A little while later, that value is set to false.
Occasionally, the payload includes the complete schedule for the thermostat.
I’m not going to reproduce the entire payload here as it’s too large, and
quite boring. Here’s a snippet of what it returns:
"schedule": {
"#DEVICE 2 SERIAL NUMBER#": {
"$version": 1187107985,
"$timestamp": 1326005677000,
"name": "One Current Schedule",
"days": {
"0": {
"0": {
"type": "HEAT",
"temp": 14.445,
"time": 0,
"entry_type": "continuation"
},
"1": {
"type": "HEAT",
"temp": 14.445,
"time": 27900,
"entry_type": "setpoint"
},
"2": {
"type": "HEAT",
"temp": 20.556,
"time": 63000,
"entry_type": "setpoint"
},
"3": {
"type": "HEAT",
"temp": 14.445,
"time": 70200,
"entry_type": "setpoint"
}
},
"1": {
"0": {
"type": "HEAT",
"temp": 14.445,
"time": 0,
"entry_type": "continuation"
},
"1": {
"type": "HEAT",
"temp": 18.889,
"time": 20700,
"entry_type": "setpoint"
},
It’s a basic table structure. The first set point of the day is at 0, and is
a “continuation.” These don’t show up in the UI.
Here’s what the day 1 looks like on the Nest thermostat UI:
When changing a temperature setpoint, I’m a bit disappointed to see that the
entire schedule is sent with every request apparently. I just wouldn’t have
expected that given that the more setpoints that there are, the bigger the
payload must be. The UI is often sluggish when rapidly making adjustments in
the schedule, and this could be one of the factors.

=== Provided data ===

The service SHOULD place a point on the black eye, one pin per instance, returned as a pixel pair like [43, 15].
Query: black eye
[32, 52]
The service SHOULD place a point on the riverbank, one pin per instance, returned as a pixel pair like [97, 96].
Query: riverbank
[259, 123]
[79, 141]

==

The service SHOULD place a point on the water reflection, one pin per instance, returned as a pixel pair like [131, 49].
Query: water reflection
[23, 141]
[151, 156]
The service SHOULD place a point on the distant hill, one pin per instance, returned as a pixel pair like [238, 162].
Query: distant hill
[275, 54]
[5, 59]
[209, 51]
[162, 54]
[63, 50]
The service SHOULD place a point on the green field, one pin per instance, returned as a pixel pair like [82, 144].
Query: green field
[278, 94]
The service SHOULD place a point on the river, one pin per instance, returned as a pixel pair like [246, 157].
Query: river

---

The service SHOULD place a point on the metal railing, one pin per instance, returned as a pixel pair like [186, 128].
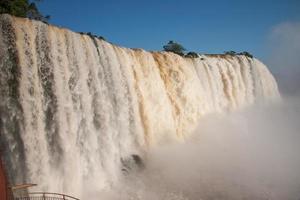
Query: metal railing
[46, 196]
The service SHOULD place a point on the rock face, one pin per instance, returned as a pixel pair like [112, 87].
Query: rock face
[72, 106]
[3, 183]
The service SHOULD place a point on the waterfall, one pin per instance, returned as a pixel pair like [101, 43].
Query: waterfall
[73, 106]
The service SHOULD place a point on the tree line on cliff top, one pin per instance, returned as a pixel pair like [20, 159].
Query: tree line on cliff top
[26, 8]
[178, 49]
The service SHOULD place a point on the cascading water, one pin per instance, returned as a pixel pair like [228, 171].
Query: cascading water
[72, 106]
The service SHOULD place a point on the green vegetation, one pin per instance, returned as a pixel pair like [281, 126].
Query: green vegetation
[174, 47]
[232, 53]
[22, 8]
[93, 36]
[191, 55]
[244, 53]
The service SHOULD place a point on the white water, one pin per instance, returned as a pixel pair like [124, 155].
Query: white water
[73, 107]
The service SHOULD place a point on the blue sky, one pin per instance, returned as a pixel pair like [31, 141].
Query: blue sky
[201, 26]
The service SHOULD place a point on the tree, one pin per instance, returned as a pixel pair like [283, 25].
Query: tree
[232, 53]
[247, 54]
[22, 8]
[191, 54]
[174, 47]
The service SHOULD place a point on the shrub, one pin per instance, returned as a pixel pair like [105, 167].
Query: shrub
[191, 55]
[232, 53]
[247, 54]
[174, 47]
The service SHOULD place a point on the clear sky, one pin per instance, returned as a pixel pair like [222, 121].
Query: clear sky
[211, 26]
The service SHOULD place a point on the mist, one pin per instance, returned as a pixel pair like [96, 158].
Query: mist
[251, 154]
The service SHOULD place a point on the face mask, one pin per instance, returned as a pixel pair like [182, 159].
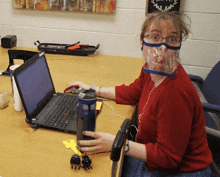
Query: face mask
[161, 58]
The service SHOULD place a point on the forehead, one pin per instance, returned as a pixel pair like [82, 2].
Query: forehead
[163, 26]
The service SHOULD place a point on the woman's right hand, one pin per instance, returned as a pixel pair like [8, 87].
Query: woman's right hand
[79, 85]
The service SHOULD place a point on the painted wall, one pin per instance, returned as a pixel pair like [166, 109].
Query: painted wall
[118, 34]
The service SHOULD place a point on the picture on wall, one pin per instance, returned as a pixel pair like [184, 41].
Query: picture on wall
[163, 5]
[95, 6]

=== Problem description ===
In the thermostat passage, list every "time" value given for the schedule points under day "0". Rely only on the thermostat passage to respond, and set the entries aside.

=== Solution ===
0, 27900, 63000, 70200